Work order –
Start at the line containing "# annotate each instance of the power" and transcribe every line exactly through the end of the records below, and only those lines.

Records from a data source –
Content starts

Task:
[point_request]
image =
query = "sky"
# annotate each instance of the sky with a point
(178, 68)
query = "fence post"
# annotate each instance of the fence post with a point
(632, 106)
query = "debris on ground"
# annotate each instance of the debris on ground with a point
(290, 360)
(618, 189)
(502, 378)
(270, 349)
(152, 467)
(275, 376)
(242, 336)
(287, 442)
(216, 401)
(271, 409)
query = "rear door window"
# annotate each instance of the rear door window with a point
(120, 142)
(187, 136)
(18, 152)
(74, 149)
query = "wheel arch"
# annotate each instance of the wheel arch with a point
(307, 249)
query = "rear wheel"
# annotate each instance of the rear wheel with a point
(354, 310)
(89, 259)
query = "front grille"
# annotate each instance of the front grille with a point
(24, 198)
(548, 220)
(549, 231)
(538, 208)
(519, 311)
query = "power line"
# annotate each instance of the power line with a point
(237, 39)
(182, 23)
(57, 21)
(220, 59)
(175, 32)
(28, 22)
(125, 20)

Content ends

Reply to the task –
# annotate each instance of the power line with a point
(237, 39)
(182, 23)
(57, 21)
(220, 59)
(175, 32)
(28, 22)
(125, 20)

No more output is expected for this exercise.